#### Data for review:
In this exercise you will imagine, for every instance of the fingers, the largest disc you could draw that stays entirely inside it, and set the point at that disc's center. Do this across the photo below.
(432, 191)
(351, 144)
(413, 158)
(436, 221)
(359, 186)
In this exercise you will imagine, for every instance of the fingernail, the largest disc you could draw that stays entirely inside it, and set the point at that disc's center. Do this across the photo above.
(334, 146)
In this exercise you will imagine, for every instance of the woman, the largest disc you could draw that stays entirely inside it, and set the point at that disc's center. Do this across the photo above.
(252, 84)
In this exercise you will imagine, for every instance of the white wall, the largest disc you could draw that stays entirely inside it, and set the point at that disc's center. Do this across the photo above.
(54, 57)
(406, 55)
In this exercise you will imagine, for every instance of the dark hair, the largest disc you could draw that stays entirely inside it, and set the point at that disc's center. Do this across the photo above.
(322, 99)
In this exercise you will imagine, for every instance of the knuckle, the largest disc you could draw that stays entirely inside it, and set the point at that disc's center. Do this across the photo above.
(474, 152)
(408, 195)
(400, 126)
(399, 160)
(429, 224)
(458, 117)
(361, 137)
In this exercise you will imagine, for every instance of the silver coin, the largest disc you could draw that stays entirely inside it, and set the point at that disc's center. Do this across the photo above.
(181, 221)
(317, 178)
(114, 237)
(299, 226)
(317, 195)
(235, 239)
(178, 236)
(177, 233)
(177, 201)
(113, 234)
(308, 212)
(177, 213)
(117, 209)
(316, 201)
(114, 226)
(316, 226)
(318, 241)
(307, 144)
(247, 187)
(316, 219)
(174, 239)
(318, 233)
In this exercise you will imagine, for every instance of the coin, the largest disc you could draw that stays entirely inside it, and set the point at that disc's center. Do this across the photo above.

#### The problem:
Write all the records out again. Nothing may differ from the original.

#### Answer section:
In this exercise you will imagine, for every instance of the fingers, the largest disc you could draw that stays entirely inside it, and set the point at that disc's center. Do this across the photo below.
(432, 191)
(351, 144)
(413, 158)
(436, 221)
(359, 186)
In this exercise you will imagine, for every instance of the fingernail, the largest disc you could draw that stays entirely inside it, and set the point at that disc's center. Do this across the photo above.
(334, 146)
In this exercise you will imagine, for every instance of the woman, the largest disc you could draw that stays entirely inside it, and set the point at that disc's center. Do this across the photo above.
(252, 84)
In this exercise you will imagine, for every instance of the white wall, the largest disc you could draw that stays entirely inside it, and set the point at that disc's center. Do this across the photo above.
(54, 57)
(406, 55)
In this exercise you will imagine, for every instance of the dark hair, the largest disc you could draw that stays entirely inside it, and set the point at that disc's center. Do this across the photo above.
(322, 99)
In this exercise you will imagine, for every instance of the knuckle, the largest disc you could draw that stays entirely inside it, and set the point at that disc's center. Do this across the photo above.
(474, 152)
(408, 195)
(400, 126)
(399, 160)
(429, 224)
(458, 117)
(361, 137)
In this exercise you will imagine, for every instance of the silver coin, the largest disc you could draw that stays entirely inside it, and set the point at that disc's center. Do this across the photo above.
(181, 221)
(317, 178)
(114, 237)
(299, 226)
(317, 195)
(235, 239)
(178, 236)
(177, 233)
(177, 201)
(113, 234)
(308, 212)
(177, 213)
(117, 209)
(316, 201)
(114, 226)
(316, 226)
(318, 241)
(307, 144)
(247, 187)
(316, 219)
(174, 239)
(318, 233)
In this exercise you will imagine, for every instance of the coin, the largest disc you could draw that stays entirely inside it, and set the point at that disc's center. Do this across the photo above.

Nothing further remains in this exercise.